## TO DO
Go through the entries below and pick out every line with "leather".

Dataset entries
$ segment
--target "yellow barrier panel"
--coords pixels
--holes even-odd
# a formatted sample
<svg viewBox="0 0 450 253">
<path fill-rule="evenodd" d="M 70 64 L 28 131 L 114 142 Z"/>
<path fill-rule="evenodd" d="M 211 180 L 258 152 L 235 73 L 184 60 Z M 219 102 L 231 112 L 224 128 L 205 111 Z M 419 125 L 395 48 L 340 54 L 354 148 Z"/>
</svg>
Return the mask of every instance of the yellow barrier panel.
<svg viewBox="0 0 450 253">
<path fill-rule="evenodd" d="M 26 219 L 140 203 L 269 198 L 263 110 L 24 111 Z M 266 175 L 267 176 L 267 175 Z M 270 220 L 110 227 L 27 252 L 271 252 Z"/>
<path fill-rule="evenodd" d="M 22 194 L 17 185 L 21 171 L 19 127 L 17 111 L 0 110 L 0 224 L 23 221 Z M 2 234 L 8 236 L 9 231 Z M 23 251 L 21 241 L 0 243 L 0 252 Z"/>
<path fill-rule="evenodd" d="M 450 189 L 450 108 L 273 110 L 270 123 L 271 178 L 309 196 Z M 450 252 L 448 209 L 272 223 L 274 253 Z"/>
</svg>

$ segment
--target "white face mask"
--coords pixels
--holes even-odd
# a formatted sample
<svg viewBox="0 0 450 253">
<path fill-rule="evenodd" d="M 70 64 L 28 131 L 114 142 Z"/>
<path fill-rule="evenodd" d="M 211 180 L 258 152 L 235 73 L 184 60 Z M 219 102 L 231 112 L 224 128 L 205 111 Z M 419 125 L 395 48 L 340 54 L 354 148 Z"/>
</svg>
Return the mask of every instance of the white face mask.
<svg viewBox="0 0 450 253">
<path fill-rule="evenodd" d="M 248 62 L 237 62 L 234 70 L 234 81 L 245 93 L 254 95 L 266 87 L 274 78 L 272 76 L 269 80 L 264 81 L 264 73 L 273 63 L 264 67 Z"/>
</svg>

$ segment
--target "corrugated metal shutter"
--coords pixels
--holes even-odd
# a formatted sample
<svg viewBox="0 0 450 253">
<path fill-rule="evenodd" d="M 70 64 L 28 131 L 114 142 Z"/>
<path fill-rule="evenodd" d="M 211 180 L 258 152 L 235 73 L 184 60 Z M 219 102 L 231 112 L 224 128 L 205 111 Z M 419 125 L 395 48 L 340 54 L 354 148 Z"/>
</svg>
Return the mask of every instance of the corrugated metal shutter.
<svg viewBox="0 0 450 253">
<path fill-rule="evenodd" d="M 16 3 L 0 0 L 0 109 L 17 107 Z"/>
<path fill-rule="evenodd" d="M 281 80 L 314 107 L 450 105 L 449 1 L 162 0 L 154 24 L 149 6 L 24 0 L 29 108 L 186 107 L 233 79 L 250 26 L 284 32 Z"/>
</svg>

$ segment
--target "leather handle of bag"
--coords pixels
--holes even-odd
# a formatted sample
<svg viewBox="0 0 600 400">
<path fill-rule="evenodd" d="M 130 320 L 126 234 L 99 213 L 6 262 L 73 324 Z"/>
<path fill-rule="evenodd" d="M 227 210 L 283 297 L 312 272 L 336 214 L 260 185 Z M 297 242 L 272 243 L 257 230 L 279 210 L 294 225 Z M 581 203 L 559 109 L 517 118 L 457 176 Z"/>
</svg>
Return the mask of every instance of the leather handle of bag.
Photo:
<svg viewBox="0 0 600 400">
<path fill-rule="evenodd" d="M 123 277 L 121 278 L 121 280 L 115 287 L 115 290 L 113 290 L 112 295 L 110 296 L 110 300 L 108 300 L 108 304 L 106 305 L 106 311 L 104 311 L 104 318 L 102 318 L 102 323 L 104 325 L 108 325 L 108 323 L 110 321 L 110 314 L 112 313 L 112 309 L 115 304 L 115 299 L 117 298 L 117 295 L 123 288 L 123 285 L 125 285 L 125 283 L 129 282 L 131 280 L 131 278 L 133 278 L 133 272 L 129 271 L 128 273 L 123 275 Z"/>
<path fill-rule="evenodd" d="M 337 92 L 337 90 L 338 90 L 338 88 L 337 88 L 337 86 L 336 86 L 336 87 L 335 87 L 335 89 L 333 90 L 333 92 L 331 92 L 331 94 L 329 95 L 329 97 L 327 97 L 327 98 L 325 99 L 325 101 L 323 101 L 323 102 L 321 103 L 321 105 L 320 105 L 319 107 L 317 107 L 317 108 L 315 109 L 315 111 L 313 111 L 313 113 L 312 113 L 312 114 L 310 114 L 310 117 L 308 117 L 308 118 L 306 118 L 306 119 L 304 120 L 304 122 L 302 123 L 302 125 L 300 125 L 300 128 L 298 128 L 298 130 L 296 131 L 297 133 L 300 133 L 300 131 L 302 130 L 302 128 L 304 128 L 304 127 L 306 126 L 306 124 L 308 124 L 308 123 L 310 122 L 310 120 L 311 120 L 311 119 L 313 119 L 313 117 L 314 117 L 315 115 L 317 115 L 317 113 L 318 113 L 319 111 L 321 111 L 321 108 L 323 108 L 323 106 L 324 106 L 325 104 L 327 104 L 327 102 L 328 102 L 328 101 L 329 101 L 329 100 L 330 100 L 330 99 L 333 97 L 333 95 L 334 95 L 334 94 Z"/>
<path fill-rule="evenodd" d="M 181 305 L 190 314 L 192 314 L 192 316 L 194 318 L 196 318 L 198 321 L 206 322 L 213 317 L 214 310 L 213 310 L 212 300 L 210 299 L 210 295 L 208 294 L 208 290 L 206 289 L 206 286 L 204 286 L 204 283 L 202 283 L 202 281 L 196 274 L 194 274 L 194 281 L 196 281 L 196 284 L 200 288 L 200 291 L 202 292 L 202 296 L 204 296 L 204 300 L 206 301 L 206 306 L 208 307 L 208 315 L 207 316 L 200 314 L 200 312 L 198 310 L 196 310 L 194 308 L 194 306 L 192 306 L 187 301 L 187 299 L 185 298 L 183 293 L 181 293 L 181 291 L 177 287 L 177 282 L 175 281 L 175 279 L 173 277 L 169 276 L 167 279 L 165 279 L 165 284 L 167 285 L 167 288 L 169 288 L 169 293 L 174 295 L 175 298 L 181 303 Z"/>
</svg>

## TASK OUTPUT
--target "leather handle of bag"
Return the mask of every instance of the leather handle of bag.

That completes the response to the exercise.